Devant les femmes en larmes, Jésus oublie sa condition. Il ne s'occupe pas de ses souffrances, mais de l'avenir tragique qui les attend, elles et leurs enfants. Les destins des sociétés sont étroitement liés au bien-être de leurs femmes. Partout où elles ne sont pas tenues suffisamment en estime ou leur rôle est diminué, les sociétés ne peuvent pas s'élever et atteindre leurs véritables potentialités. De la même façon, partout où leur responsabilité envers les nouvelles générations est négligée, ignorée ou marginalisée, l'avenir de cette société devient incertain. Dans de nombreuses sociétés du monde, les femmes ne bénéficient pas d'un traitement équitable. Le Christ pleure probablement pour elles. Il existe également des sociétés qui ne se soucient pas de leur avenir. Le Christ pleure probablement pour leurs enfants. Partout où l'avenir est négligé, à cause de l'utilisation excessive des ressources, de la dégradation de l'environnement, de l'oppression des femmes, de l'abandon des valeurs familiales, du manque de respect pour les normes éthiques, ! de l'abandon des traditions religieuses, Jésus continue de dire aux personnes: «Ne pleurez pas sur moi! Pleurez sur vous-mêmes et sur vos enfants!» (Lc 23, 28). Seigneur, tu es le Patron de l'histoire. Pourtant, tu as voulu notre collaboration pour accomplir tes desseins. Aide chacun à accomplir de façon responsable son rôle dans la société: les chefs dans leurs communautés, les parents dans leurs familles, les éducateurs et les agents de la santé dans leur domaine de compétence, les agents de la communication dans le monde de l'information. Suscite en nous le sens de la mission dans ce que nous faisons, un profond sens de responsabilité les uns envers les autres, envers la société, envers notre avenir commun et à ton égard, car tu as placé entre nos mains les destins de nos communautés et de l'humanité elle-même. Seigneur, ne détache pas de nous ton regard lorsque tu vois des femmes humiliées ou lorsque ton image est défigurée dans la personne humaine; lorsque nous interférons dans les systèmes de vie, lorsque nous affaiblissons le pouvoir nutritif de la nature, que nous polluons les cours d'eau, le bleu profond des mers ou les neiges du nord. Sauve-nous de l'indifférence cruelle pour notre avenir commun et ne permets pas que nous conduisions notre civilisation sur le sentier du déclin.
┄┄┄┄┄┄┄┄┄┄
Défi A =
Relevez, dans la méditation sur les femmes en larmes, chacune des causes énumérées après « à cause de » qui expliquent que l'avenir soit négligé.
Défi B =
Prolongez la méditation sur les femmes en larmes à la suite de sa dernière phrase.
┄┄┄┄┄┄┄┄┄┄
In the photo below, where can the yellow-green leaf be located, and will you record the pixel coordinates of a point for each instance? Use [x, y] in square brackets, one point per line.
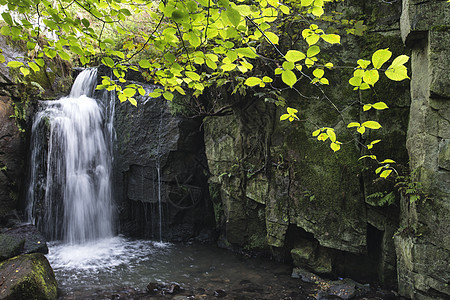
[318, 73]
[331, 135]
[380, 105]
[168, 95]
[24, 71]
[335, 147]
[14, 64]
[331, 38]
[371, 124]
[294, 56]
[289, 77]
[397, 73]
[353, 124]
[385, 173]
[312, 51]
[371, 76]
[233, 16]
[192, 75]
[380, 57]
[272, 37]
[252, 81]
[388, 161]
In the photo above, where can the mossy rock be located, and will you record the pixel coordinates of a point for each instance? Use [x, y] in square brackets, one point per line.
[27, 277]
[10, 246]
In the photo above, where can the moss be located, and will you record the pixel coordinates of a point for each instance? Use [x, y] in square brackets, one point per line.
[440, 28]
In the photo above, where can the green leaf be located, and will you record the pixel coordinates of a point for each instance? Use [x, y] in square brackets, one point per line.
[14, 64]
[7, 18]
[64, 55]
[363, 63]
[371, 124]
[385, 173]
[168, 95]
[294, 56]
[34, 66]
[192, 75]
[331, 38]
[233, 16]
[132, 101]
[247, 52]
[400, 60]
[289, 77]
[312, 51]
[31, 45]
[24, 71]
[318, 73]
[267, 79]
[355, 81]
[361, 129]
[108, 62]
[40, 62]
[312, 39]
[252, 81]
[380, 57]
[380, 106]
[353, 124]
[287, 65]
[397, 73]
[331, 135]
[77, 50]
[335, 146]
[273, 38]
[145, 64]
[317, 11]
[388, 161]
[228, 67]
[129, 92]
[371, 76]
[292, 111]
[284, 117]
[316, 132]
[179, 15]
[368, 156]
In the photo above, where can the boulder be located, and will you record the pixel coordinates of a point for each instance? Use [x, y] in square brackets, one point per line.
[10, 246]
[27, 276]
[34, 241]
┄┄┄┄┄┄┄┄┄┄
Bonne réponse A =
- l'utilisation excessive des ressources
- la dégradation de l'environnement
- l'oppression des femmes
- l'abandon des valeurs familiales
- le manque de respect pour les normes éthiques
- l'abandon des traditions religieuses

Bonne réponse B =
Pater noster...
Eia, mater, fons amoris,
Daigne, ô Mère, source d'amour,
me sentire vim doloris
me faire éprouver tes souffrances
fac, ut tecum lugeam.
pour que je pleure avec toi.
Dixième station
Jésus est crucifié
Adoramus te, Christe, et benedicimus tibi.
Quia per sanctam crucem tuam redemisti mundum.
De l'Evangile selon saint Luc, 23, 33-37
De l'Evangile selon saint Matthieu , 27, 46
Lorsqu'on fut arrivé au lieu dit: le Crâne, ou Calvaire, on mit Jésus en croix, avec les deux malfaiteurs, l'un à droite et l'autre à gauche. Jésus disait: «Père, pardonne-leur: ils ne savent pas ce qu'ils font». Ils partagèrent ses vêtements et les tirèrent au sort. Le peuple restait là à regarder. Les chefs ricanaient en disant: «Il en a sauvé d'autres: qu'il se sauve lui-même, s'il est le Messie de Dieu, l'Elu!». Les soldats aussi se moquaient de lui. S'approchant pour lui donner ! de la boisson vinaigrée, ils lui disaient: «Si tu es le roi des Juifs, sauve-toi toi-même!». Vers trois heures, Jésus cria d'une voix forte: «Eli, Eli, lama sabactani?», ce qui veut dire: «Mon Dieu, mon Dieu, pourquoi m'as-tu abandonné?».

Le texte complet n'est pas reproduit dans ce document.